In the answer, give the entries below exactly, from the first line through the line with "and find grass.", with every picture omitted.
★ ★ ★
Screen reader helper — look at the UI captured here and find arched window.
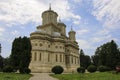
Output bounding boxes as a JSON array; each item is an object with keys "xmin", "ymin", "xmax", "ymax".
[
  {"xmin": 48, "ymin": 45, "xmax": 50, "ymax": 48},
  {"xmin": 55, "ymin": 46, "xmax": 57, "ymax": 48},
  {"xmin": 35, "ymin": 43, "xmax": 37, "ymax": 46},
  {"xmin": 60, "ymin": 46, "xmax": 62, "ymax": 49},
  {"xmin": 39, "ymin": 43, "xmax": 43, "ymax": 47}
]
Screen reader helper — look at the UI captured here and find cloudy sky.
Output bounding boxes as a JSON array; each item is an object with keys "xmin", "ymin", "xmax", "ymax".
[{"xmin": 0, "ymin": 0, "xmax": 120, "ymax": 57}]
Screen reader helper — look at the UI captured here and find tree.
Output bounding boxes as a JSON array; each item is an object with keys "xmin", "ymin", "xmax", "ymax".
[
  {"xmin": 92, "ymin": 40, "xmax": 120, "ymax": 69},
  {"xmin": 0, "ymin": 55, "xmax": 3, "ymax": 71},
  {"xmin": 3, "ymin": 57, "xmax": 11, "ymax": 68},
  {"xmin": 10, "ymin": 36, "xmax": 31, "ymax": 73},
  {"xmin": 91, "ymin": 47, "xmax": 100, "ymax": 66},
  {"xmin": 80, "ymin": 49, "xmax": 91, "ymax": 69}
]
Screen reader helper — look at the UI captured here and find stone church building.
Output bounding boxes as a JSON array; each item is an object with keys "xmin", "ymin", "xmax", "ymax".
[{"xmin": 29, "ymin": 6, "xmax": 80, "ymax": 73}]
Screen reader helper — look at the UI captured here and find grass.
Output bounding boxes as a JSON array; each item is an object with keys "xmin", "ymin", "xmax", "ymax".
[
  {"xmin": 51, "ymin": 72, "xmax": 120, "ymax": 80},
  {"xmin": 0, "ymin": 73, "xmax": 32, "ymax": 80}
]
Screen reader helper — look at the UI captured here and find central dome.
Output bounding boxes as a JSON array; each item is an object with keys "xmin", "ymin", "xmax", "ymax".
[{"xmin": 41, "ymin": 7, "xmax": 58, "ymax": 25}]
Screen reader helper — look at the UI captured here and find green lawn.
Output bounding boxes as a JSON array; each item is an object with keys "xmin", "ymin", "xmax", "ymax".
[
  {"xmin": 51, "ymin": 72, "xmax": 120, "ymax": 80},
  {"xmin": 0, "ymin": 73, "xmax": 31, "ymax": 80}
]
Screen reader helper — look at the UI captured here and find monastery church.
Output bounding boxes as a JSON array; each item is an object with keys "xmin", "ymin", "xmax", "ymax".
[{"xmin": 29, "ymin": 6, "xmax": 80, "ymax": 73}]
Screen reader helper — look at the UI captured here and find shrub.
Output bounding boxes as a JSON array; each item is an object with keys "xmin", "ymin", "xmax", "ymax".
[
  {"xmin": 3, "ymin": 66, "xmax": 13, "ymax": 73},
  {"xmin": 24, "ymin": 68, "xmax": 31, "ymax": 74},
  {"xmin": 87, "ymin": 65, "xmax": 97, "ymax": 73},
  {"xmin": 77, "ymin": 67, "xmax": 85, "ymax": 73},
  {"xmin": 19, "ymin": 68, "xmax": 31, "ymax": 74},
  {"xmin": 106, "ymin": 67, "xmax": 112, "ymax": 71},
  {"xmin": 52, "ymin": 65, "xmax": 64, "ymax": 74},
  {"xmin": 98, "ymin": 66, "xmax": 111, "ymax": 72}
]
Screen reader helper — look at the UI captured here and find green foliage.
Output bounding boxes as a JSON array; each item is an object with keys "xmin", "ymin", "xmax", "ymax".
★ ★ ★
Output below
Screen reader helper — look at the UI captured here and find arched window.
Output bounding boxes as a JSON array; each item is an object with keys "xmin", "ymin", "xmax", "ymax".
[
  {"xmin": 48, "ymin": 45, "xmax": 50, "ymax": 48},
  {"xmin": 55, "ymin": 46, "xmax": 57, "ymax": 48},
  {"xmin": 35, "ymin": 43, "xmax": 37, "ymax": 46},
  {"xmin": 60, "ymin": 46, "xmax": 62, "ymax": 49},
  {"xmin": 39, "ymin": 43, "xmax": 43, "ymax": 47}
]
Screen reader helper — look at the UI captured here and find cloudy sky.
Output bounding boxes as a JSON array; each item is an object with keys "xmin", "ymin", "xmax", "ymax".
[{"xmin": 0, "ymin": 0, "xmax": 120, "ymax": 57}]
Screen reader helper — look at the UI captured here and find tree.
Output bounding boxes as a JSON array; each item is an object with keys "xmin", "ymin", "xmax", "ymax".
[
  {"xmin": 92, "ymin": 40, "xmax": 120, "ymax": 69},
  {"xmin": 0, "ymin": 55, "xmax": 3, "ymax": 71},
  {"xmin": 3, "ymin": 57, "xmax": 11, "ymax": 68},
  {"xmin": 10, "ymin": 36, "xmax": 31, "ymax": 73},
  {"xmin": 91, "ymin": 47, "xmax": 100, "ymax": 66},
  {"xmin": 80, "ymin": 49, "xmax": 91, "ymax": 69}
]
Screen reader helper — look at the UI captured here and find stone church building.
Output bounding boxes as a JSON array; each item is an object with keys "xmin", "ymin", "xmax", "ymax".
[{"xmin": 29, "ymin": 6, "xmax": 80, "ymax": 73}]
Screen reader helper — look at the UI captured here and find grass.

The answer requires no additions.